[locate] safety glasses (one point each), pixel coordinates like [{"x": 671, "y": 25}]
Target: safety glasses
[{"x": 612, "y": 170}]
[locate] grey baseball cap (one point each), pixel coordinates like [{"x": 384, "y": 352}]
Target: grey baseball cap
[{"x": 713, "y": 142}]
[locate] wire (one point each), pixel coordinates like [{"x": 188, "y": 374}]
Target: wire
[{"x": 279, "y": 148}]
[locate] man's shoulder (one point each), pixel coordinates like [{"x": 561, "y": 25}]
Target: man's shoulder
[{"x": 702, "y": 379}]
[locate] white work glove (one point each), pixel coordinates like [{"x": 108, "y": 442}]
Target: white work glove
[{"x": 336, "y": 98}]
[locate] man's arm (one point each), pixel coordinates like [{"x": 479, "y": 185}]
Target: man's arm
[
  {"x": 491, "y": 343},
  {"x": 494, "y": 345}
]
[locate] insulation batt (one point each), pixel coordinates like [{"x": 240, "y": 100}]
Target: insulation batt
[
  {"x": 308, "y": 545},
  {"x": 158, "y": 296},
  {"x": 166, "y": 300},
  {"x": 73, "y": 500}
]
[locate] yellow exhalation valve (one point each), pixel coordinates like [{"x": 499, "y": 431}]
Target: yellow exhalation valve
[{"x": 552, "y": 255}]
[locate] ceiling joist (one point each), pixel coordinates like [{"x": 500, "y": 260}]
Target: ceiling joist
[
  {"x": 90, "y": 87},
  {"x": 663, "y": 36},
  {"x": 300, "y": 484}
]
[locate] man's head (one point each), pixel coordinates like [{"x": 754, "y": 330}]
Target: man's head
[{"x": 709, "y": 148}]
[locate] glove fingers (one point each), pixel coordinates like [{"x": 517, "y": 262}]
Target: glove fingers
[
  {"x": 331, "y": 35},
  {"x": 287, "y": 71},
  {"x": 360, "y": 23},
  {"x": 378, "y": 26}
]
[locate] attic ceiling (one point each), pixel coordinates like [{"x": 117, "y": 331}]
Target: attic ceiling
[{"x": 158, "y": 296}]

● ● ● ● ●

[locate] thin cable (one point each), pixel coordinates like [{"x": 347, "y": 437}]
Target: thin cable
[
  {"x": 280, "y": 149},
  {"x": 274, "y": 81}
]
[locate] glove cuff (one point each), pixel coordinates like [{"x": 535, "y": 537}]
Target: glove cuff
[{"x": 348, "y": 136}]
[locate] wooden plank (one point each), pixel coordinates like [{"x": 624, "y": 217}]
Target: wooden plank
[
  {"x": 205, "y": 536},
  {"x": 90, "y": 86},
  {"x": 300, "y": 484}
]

● ● ● ● ●

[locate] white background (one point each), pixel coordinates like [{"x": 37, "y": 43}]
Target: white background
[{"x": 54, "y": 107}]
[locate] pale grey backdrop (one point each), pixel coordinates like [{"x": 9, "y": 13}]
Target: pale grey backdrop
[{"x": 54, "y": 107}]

● ● ● ● ●

▶ **Your goal**:
Please pull out every line of the material above that contains the string "cable".

▶ **Expected answer**:
[locate] thin cable (one point each), pixel coordinates like [{"x": 347, "y": 437}]
Target: thin cable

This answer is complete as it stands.